▸ **ARTICLE**:
-- begin --

Duplicate Content, Curation, and – What’s a Rel=Canonical?

Article Outline

Search engineIt’s a cold, hard world for a search engine. People ask you for guidance; you scan millions of pages for them, give them the best results you can find, and they never say thanks. You’re treated as a functionary, ignored until they need you again. (Sniff.)

Still, it’s an engine-eat-engine world. You’ve got a job to do, and you’re going to do it the very best you can. It means a lot when people turn to you over the others, and to keep their trust, you have to keep getting better all the time, outrun the other search engines, and deliver the tastiest results.

Some content marketers are good at optimization, helping you out with alt-text on photos, meaningful content, and metadata that make it utterly clear what the page is about. When you can deliver exactly what a searcher’s asked for, it’s a kind of elegance, like a dancer’s perfected executed pirouette or catching the best-ever wave at precisely the right time. An almost physical pleasure. If you had a body, you’d walk a little taller.

You’re a master at detecting the nuances between pages. Like a bloodhound, you sniff for the tendrils of meaning that help you sort an A page from an A+ page. And through training and time, you’ve developed the ability to often tell when someone is trying to manipulate you. When you discover someone gaming your system, you do have a trump card to play: You can choose not to display that site in search results, so that it can’t fool or disappoint an eager searcher again.

-- end --

Answer these questions from the article on duplicate content:
1. What three things do some content marketers help the search engine with?
2. What animal is the search engine likened to when it detects nuances between pages?
3. What trump card can the search engine play when it discovers someone gaming its system?
The data that comes next is separate material, unrelated to the article.

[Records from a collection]
-- begin --

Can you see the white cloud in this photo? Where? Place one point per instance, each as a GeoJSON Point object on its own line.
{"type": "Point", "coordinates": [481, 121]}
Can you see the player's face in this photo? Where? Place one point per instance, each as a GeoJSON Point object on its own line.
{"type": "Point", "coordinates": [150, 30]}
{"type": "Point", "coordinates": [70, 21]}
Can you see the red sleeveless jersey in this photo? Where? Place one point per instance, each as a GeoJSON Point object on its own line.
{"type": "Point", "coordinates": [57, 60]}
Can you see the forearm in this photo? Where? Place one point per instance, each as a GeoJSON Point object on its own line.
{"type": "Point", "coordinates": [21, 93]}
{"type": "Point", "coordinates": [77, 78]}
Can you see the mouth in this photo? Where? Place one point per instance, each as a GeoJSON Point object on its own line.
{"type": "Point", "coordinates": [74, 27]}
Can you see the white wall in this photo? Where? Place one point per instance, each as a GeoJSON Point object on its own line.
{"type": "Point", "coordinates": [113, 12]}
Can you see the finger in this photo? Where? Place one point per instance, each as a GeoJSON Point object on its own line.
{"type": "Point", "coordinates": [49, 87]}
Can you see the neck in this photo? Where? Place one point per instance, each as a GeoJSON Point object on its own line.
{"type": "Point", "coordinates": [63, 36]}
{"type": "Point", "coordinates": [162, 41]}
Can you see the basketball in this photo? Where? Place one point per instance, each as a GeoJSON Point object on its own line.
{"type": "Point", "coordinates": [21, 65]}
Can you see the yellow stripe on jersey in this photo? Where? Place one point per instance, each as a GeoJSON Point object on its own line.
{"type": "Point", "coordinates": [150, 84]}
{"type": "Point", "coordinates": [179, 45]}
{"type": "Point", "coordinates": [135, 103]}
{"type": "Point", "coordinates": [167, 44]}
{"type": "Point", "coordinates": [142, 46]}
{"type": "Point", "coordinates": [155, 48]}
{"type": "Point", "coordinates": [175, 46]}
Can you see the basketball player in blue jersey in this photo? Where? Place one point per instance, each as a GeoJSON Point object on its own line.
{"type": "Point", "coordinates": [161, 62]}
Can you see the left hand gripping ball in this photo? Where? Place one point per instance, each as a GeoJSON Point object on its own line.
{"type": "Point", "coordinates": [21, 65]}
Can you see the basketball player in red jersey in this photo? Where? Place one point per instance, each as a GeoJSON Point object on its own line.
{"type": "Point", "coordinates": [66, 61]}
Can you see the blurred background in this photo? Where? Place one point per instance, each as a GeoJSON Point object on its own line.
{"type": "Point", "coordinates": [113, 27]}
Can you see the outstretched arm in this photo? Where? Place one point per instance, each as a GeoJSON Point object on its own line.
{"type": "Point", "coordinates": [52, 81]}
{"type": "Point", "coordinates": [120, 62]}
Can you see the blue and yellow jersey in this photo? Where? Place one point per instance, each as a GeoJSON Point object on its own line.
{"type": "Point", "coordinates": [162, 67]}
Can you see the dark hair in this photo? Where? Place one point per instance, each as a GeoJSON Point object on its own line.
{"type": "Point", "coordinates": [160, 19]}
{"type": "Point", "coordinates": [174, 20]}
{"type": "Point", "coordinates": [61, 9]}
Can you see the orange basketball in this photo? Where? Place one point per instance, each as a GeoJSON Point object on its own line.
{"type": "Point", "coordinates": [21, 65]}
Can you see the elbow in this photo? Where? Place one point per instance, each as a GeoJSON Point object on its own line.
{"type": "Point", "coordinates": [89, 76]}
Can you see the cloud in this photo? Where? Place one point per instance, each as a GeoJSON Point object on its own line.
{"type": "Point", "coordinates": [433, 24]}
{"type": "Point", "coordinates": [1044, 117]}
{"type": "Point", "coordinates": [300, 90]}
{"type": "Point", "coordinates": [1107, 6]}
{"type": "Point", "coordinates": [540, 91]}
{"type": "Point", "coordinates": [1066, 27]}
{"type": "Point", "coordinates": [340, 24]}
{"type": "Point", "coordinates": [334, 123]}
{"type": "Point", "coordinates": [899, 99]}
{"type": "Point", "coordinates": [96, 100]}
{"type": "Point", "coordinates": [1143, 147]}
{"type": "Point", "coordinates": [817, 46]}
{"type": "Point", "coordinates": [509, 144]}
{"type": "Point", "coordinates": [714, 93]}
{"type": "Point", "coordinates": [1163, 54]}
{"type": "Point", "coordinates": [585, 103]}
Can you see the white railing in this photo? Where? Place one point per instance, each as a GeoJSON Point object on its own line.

-- end --

▸ **ANSWER FOR THIS EXERCISE**:
1. Alt-text on photos, meaningful content, and metadata that make it clear what the page is about.
2. A bloodhound.
3. It can choose not to display that site in search results.